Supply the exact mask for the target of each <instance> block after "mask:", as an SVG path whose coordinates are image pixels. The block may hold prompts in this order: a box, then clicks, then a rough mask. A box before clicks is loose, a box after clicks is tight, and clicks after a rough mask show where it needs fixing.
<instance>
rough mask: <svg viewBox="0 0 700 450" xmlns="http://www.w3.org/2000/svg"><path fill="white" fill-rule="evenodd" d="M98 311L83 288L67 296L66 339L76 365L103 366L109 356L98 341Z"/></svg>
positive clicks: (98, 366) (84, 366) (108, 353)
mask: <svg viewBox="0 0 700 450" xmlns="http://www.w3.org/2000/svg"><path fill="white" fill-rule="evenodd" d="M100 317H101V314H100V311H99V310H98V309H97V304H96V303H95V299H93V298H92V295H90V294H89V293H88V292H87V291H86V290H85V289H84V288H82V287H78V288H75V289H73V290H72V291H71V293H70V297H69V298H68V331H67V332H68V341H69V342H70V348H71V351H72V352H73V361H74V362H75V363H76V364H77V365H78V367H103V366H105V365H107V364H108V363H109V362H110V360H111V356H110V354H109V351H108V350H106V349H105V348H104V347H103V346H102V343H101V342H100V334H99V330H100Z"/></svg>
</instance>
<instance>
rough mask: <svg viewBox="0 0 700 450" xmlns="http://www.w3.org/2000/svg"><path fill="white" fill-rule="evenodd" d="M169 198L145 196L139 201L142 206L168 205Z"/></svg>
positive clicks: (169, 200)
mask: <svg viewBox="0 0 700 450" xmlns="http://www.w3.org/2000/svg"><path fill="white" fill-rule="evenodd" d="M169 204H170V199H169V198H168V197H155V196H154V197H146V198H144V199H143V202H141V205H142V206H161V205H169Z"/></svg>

What you will do: Exactly as written, reproduce the whole listing.

Solved problem:
Supply the exact mask for the target of each <instance> block after "mask:", as an SVG path whose coordinates are image pixels. The block may hold prompts in this order: a box, then clicks, then a rough mask. A box before clicks is loose, a box after clicks is tight, and clicks after a rough mask show where it needs fixing.
<instance>
rough mask: <svg viewBox="0 0 700 450" xmlns="http://www.w3.org/2000/svg"><path fill="white" fill-rule="evenodd" d="M98 311L83 288L67 296L66 339L76 365L103 366L109 356L98 341Z"/></svg>
positive clicks: (98, 366) (84, 366) (108, 353)
mask: <svg viewBox="0 0 700 450" xmlns="http://www.w3.org/2000/svg"><path fill="white" fill-rule="evenodd" d="M100 317H101V314H100V311H99V310H98V309H97V304H96V303H95V299H93V298H92V295H90V294H89V293H88V292H87V291H86V290H85V289H84V288H82V287H78V288H75V289H73V290H72V291H71V293H70V297H69V298H68V331H67V332H68V341H69V342H70V348H71V351H72V352H73V361H74V362H75V363H76V364H77V365H78V367H103V366H105V365H107V364H108V363H109V362H110V360H111V356H110V354H109V351H108V350H106V349H105V348H104V347H103V346H102V343H101V342H100V334H99V330H100Z"/></svg>
</instance>
<instance>
rough mask: <svg viewBox="0 0 700 450" xmlns="http://www.w3.org/2000/svg"><path fill="white" fill-rule="evenodd" d="M169 198L145 196L139 201L142 206L168 205Z"/></svg>
positive clicks: (169, 200)
mask: <svg viewBox="0 0 700 450" xmlns="http://www.w3.org/2000/svg"><path fill="white" fill-rule="evenodd" d="M169 204H170V199H169V198H168V197H155V196H154V197H146V198H144V199H143V202H141V205H142V206H161V205H169Z"/></svg>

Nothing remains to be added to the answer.